■ TASK INSTRUCTIONS ■
1. According to the article on Ralph Frederick Peo, what was the French spelling of his family surname?
2. Please extend the biography of Ralph Frederick Peo past its final sentence in the same style.

■ ARTICLE ■
start
Ralph Frederick Peo (May 3, 1897 – November 29, 1966) was an American inventor, engineer, business executive in the automobile industry, and the holder of 150 patents. He was founder of Frontier Industries in Buffalo, New York and was CEO of Houdaille Industries from 1955 to 1962 and chairman of the board from 1956 to 1964. A pioneer in the development of the automobile shock absorber, Peo invented the first thermostatically controlled shock absorber.  He also invented one of the earliest air conditioners for use in automobiles.

Early life
Peo was born in Rochester, New York, the oldest of three sons of Julien Frederick Peo and Flora (VanSchaick) Peo.  The Peo family had come to America from France in 1832 and settled in Jefferson County, New York. The French spelling of the family surname was Peillot. His father encouraged him to work creatively with his hands. He had a workshop with many valuable tools in the basement of their home on Richard Street, Rochester.  He attended Rochester Public School No. 15 and The Mechanics Institute of Rochester where he graduated in 1915 with a mechanical engineering degree.

Career
After college, he went to Detroit, Michigan to gain experience in the automobile industry. In Detroit he worked for Oakland, Dodge and Ford Motor Companies.  He became acquainted with Charles F. Kettering of General Motors, who he regarded as the greatest American inventor in the automotive field. He worked in the Detroit auto industry for nine years until 1924 when he relocated to Buffalo, New York to become the assistant chief engineer at the American Radiator Company. In October 1927 Henry Ford wrote to A.B. Schultz, president of the Houde Engineering Corporation of Buffalo, manufactures of Houdaille shock absorbers. Ford told Schultz that if he hired 30 year old Peo to supervise production at the Buffalo plant, then Ford would install Houdaille shock absorbers on every Ford automobile manufactured. Houde Engineering was acquired by the Houdaille-Hershey Corporation and Peo became Executive Vice President of Houdaille-Hershey and president of the Buffalo Division.

During World War II he continued to manage the Buffalo Houdaille operations as well as the Buffalo Arms, Incorporated, a newly formed subsidiary of Houdaille-Hershey, which manufactured machine guns. He was known to be a production wizard.  His motto was "get it done".
end
■ MATERIAL PROVIDED ■
start
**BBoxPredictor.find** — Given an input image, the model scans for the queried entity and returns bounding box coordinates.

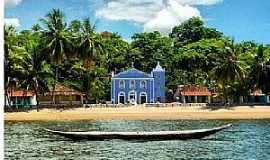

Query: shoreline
[4,106,270,121]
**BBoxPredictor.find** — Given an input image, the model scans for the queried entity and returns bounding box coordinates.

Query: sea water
[4,120,270,160]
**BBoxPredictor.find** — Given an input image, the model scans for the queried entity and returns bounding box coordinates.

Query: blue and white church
[111,62,165,104]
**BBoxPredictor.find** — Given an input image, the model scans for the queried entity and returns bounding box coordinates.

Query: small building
[111,63,165,104]
[5,90,37,108]
[39,83,83,105]
[248,89,270,104]
[174,85,212,103]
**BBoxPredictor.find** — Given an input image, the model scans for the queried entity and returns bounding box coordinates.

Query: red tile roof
[8,90,35,97]
[175,85,212,96]
[45,84,81,96]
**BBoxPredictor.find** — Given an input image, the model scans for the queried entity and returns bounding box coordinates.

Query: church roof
[153,62,164,72]
[113,67,153,78]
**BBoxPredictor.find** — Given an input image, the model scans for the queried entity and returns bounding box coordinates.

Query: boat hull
[45,124,231,140]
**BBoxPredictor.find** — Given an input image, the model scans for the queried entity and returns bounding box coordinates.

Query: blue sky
[5,0,270,44]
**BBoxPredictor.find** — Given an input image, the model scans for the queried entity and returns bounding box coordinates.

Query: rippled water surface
[4,120,270,160]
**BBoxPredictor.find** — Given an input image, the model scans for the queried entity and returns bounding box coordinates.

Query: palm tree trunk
[52,65,58,104]
[35,88,39,112]
[35,77,39,112]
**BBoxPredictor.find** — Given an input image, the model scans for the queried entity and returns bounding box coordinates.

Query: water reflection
[4,120,270,159]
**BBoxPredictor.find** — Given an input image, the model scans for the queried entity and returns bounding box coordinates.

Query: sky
[5,0,270,44]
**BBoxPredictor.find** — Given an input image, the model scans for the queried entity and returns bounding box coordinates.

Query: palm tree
[251,45,270,93]
[41,9,71,104]
[79,18,104,68]
[210,40,245,104]
[4,26,28,105]
[21,43,53,111]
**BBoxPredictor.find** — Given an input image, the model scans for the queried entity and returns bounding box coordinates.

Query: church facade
[111,63,165,104]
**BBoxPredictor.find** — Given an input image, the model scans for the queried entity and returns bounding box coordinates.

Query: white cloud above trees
[5,0,22,7]
[4,18,21,27]
[96,0,222,34]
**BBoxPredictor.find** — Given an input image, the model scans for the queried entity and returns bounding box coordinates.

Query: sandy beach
[4,106,270,121]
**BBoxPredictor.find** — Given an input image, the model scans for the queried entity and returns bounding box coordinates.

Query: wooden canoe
[44,124,231,140]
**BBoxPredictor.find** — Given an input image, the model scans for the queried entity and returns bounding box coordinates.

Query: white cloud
[176,0,223,5]
[144,0,201,34]
[5,0,22,7]
[96,0,222,34]
[4,18,21,27]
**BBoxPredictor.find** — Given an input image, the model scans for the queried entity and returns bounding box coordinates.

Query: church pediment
[113,68,153,78]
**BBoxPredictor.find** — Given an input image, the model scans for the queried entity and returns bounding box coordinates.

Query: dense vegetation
end
■ RESPONSES IN ORDER ■
1. Peillot

2.
After WWII, he resigned from Houdaille and formed Frontier Industries by putting together a group of four diversified manufacturing companies, Buffalo Arms,  Buffalo Crushed Stone, Fairmount Tool and Forging Company of Cleveland, Ohio, and Manzel Brothers, manufactures of lubricating machines.

In 1955 Frontier Industries merged with Detroit-based Houdaille-Hershey.  Peo became CEO, the corporate name was changed to Houdaille Industries and the corporate headquarters was moved to Buffalo.

By the end of 1961 Peo had developed Houdaille into a national business leader in the construction materials, automotive parts, and industrial tools & machinery industries with over $80 million in annual sales, over 60 business locations in the United States and Canada and 9,783 shareholders. Peo retired as CEO in 1962 and continued as Chairman of the Board until 1964, when he became Chairman Emeritus.

Personal life
Peo was an avid gardener. At one time he cultivated over 100,000 tulips in his garden at his Buffalo home. He also had a life long passion for boating.  In his youth he would paddle a small boat along the shores of Lake Ontario, near Rochester, and sing to onlookers to earn spending money. As an adult, he purchased larger watercraft, the largest, a 60 foot yacht named HI Lady (for Houdaille Industries). Later in life he owned a 50+ foot Hatteras yacht named the BarBeth IV (for his daughters). In 1917 Peo married Magdeline Heath who died in 1942 at age 48.  They had one son, Jack Heath Peo (1919–1968).  In 1943 he married Ethelmay Brent (1909–1971) and they had two daughters. He died in Buffalo on November 29, 1966.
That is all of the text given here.